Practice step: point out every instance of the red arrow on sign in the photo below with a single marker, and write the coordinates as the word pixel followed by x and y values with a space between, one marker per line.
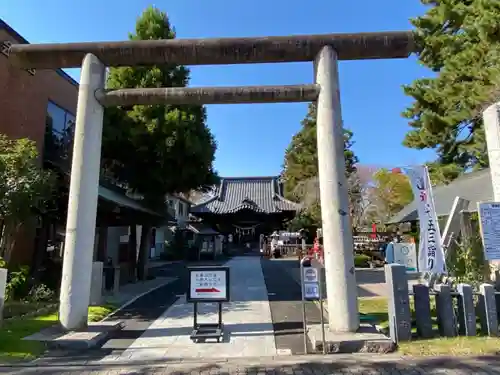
pixel 207 290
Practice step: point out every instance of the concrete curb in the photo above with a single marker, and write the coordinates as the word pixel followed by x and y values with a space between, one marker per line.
pixel 84 343
pixel 135 298
pixel 378 346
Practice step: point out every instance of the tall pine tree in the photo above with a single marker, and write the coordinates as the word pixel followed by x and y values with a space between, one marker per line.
pixel 156 149
pixel 300 171
pixel 460 41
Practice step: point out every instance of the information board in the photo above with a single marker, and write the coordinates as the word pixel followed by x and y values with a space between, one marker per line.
pixel 489 220
pixel 406 255
pixel 310 283
pixel 209 284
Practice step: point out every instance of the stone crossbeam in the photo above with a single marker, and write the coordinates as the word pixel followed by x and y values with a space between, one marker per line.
pixel 216 51
pixel 209 95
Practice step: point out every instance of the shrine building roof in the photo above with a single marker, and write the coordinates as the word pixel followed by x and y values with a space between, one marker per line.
pixel 259 194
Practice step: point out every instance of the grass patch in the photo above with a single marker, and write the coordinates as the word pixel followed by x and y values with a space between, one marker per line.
pixel 17 308
pixel 375 308
pixel 13 348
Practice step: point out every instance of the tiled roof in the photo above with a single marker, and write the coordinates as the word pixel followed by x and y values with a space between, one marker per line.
pixel 201 229
pixel 474 187
pixel 260 194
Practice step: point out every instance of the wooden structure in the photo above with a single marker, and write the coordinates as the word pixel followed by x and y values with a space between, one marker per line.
pixel 247 207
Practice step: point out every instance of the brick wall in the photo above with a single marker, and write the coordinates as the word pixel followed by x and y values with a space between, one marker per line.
pixel 23 106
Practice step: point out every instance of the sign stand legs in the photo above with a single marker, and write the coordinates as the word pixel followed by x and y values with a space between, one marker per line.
pixel 207 330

• _REQUIRED WORK_:
From the line holding "Practice step: point out every instance of the brick" to the end of the listing, copy every line exactly, both ends included, and add nothing.

• _ANSWER FOR THE TASK_:
Practice step: point out every instance of the brick wall in the photo above with a single marker, and write the coordinates as the word pixel followed by x and y values with a space between, one marker per line.
pixel 23 106
Practice step: point out every instance of the sign stand legs in the photo above with a single marker, and write the coordinates as the word pixel followed by x and y values with a space between, one marker per line.
pixel 207 330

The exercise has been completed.